## EXCERPT PROVIDED
Dam, this one’s tough. So much to convey in words on a page, little squiggles of emotionless darkness against blank whiteness, adhering to confusing forms and rules of structure and spelling, to try and paint pictures in your mind that will evoke sights, sounds, smells, tastes and above all that, to stimulate your imagination.

From our first story posted in December 2012 about the wind, various writers have put the tales to tablet and tried to fill in the picture of East Jesus you imagined in your mind. They wrote of constructions, they documented the parties, they expounded it’s prose in poems, they touched upon it’s soul with words for Charlie.
Much the same way that we have tried to fill in this section of the desert. It started out pretty barren with just a line of trees and a field of trash. Chasterus took a look at the area in February 2007 and decided this would be a good place to begin “sublimating the unwanted and ugly into the purposefully beautiful. “ One piece at a time, one story at a time, one day, one friend, one month, one event, one year, one more thing.
It has become a beautiful thing. You can find plenty of adjectives once you have tired of saying awesome and amazing. Whimsical, inspiring, soothing, hospitable, youthful, omnificent, uncommon, etc. and it just doesn’t go far enough to describe this community, this retreat, this home-away-from-home. As one guest said “Everyone comes up and genuinely thanks you for doing things here.”
So many things to thank people for doing this year. The power department is working on wiring more panels, more lights, more subsystems, improving the state of the batteries, cleaning, testing, working into the night to keep things going. The construction of more things, the repairing of things, the re-purposing of things, the covering of the Dome in shade cloth to help grow more things, the mud wrestling/adobe prep pit to help cover things in mud, the painting of any thing that doesn’t move and several people and things that weren’t fast enough. And so many, many more things and many more people than we can give credit.
For example we have no real idea of how many people were here for Art Slam 2014. They started showing up for the party 9 days in advance and continued to arrive until before the sunset. The pulled in trailers with art, pitched tents in the back yard, parked vans according to age and nationality and faced the recreational vehicles toward their personal Feng Shui. And yes, when a caravan of young, energetic, international students find their way to your doorstep you find some room for them too.

## DATASET
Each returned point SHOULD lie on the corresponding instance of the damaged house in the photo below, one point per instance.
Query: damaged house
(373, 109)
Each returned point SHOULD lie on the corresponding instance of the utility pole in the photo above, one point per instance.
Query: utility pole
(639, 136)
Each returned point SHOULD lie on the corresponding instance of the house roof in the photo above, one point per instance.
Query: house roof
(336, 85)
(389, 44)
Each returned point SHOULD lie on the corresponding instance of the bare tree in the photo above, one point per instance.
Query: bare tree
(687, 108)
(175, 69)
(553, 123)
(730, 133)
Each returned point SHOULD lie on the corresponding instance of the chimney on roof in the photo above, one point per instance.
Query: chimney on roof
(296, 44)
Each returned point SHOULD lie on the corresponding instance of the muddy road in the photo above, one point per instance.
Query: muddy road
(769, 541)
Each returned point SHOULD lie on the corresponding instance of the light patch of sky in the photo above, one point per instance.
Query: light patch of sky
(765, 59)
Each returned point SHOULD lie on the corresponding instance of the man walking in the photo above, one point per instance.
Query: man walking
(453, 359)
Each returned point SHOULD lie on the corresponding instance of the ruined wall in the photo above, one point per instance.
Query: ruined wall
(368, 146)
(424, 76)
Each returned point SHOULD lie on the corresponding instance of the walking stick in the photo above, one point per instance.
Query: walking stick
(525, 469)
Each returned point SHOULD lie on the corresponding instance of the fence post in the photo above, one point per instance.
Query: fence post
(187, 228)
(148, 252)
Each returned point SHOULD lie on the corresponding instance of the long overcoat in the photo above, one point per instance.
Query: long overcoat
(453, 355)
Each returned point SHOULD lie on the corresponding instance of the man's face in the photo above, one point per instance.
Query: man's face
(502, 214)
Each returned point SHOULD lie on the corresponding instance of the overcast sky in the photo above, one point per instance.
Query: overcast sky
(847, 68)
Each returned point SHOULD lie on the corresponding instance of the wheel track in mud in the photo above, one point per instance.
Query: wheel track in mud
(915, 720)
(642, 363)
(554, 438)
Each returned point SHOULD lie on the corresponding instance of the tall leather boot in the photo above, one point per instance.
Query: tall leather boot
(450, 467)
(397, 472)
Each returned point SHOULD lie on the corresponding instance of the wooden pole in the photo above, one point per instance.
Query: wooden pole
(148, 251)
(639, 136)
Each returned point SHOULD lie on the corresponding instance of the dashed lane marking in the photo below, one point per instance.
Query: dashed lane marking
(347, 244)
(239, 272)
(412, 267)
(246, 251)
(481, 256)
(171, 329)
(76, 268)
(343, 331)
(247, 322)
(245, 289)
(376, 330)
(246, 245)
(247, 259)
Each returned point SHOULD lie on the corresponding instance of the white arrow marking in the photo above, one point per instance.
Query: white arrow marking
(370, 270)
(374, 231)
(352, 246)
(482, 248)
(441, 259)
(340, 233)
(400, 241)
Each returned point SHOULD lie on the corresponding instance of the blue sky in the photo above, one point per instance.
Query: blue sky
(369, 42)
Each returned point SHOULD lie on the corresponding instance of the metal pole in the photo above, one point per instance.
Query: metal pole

## TASK 1
Check whether each statement agrees with the East Jesus text, answering yes or no and quoting the deciding words: (a) The first story was posted in December 2012 and was about the wind. (b) Chasterus first looked over the area in February 2009. (c) The writers know exactly how many people came to Art Slam 2014.
## TASK 2
Carry on the East Jesus text from its final sentence, keeping its voice.
The entries come from a different source than the text on East Jesus.

## TASK OUTPUT 1
(a) Yes: "From our first story posted in December 2012 about the wind"
(b) No: "Chasterus took a look at the area in February 2007"
(c) No: "we have no real idea of how many people were here for Art Slam 2014"

## TASK OUTPUT 2
Nor do we have any idea how much work got done as so many projects were being worked on over a large acreage. From continued work on the wood fired kiln, a roof over the work area, repairing tables, the stove, installing a clothes washing area, more carpeting to make the garden wheelchair accessible, etc.
We do know how much work got done by everyone to make the weekend go so well and want to thank them especially. To every new guest who volunteered to wash the dishes, to every old guest who picked up an empty bottle, to everyone who gave a tour, to the cooks for every meal, to the keeper of the composting toilets. To everyone who understood that ‘population 1’ means each individual is responsible for this place.
If we were going to drop names then we would have to thank Caddy for playing chauffeur during the weekend. Not many people can say they were delivered to the Slab City Prom, in a Dusty Junk artcar, driven by a tuxedoed, singing Welshman, where they got to see a trash-bag burlesque performance by our friend Donatella MeLies. Of course most of the best dressed ladies in attendance that night were friends of ours but we might be a bit biased.
During the official Art Slam contest art got created and we invite you to come and see the results displayed on the Tower of Barbarella. If I had to describe the competition it would be 50 people divided into teams took a look at 10,000 pieces of unwanted and ugly and created 8 beautiful things. I know that doesn’t even begin to give you an idea but I said this would be tough.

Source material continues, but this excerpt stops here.